*Exercise instructions*
Format every line of the records below as a JSON list of strings, one string per line, skipping blank lines and leaving out the pictures.

*Data supplied*
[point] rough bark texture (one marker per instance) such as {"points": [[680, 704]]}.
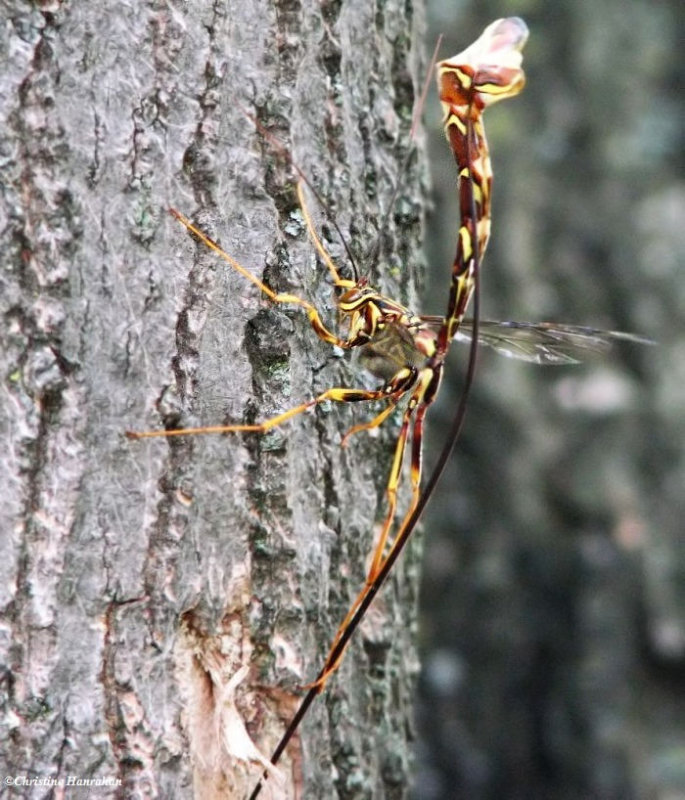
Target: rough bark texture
{"points": [[554, 624], [162, 600]]}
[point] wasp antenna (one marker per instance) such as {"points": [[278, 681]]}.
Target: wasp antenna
{"points": [[279, 147]]}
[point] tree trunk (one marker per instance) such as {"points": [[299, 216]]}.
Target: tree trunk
{"points": [[554, 598], [162, 600]]}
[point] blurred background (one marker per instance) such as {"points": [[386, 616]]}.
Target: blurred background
{"points": [[553, 602]]}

*Reply to the task*
[
  "[point] rough bark texture (one marker per instance) such as {\"points\": [[680, 704]]}.",
  "Target: rough bark texture",
  "{\"points\": [[554, 624], [162, 600]]}",
  "[point] wasp antenna (one marker per instance) such as {\"points\": [[278, 681]]}.",
  "Target: wasp antenna",
  "{\"points\": [[279, 147]]}",
  "[point] tree trunk (one marker per instance) such as {\"points\": [[299, 216]]}.",
  "Target: tree trunk",
  "{\"points\": [[554, 598], [162, 600]]}",
  "[point] blurred background (one marker per instance) such as {\"points\": [[386, 616]]}.",
  "Target: blurred background",
  "{\"points\": [[553, 602]]}"
]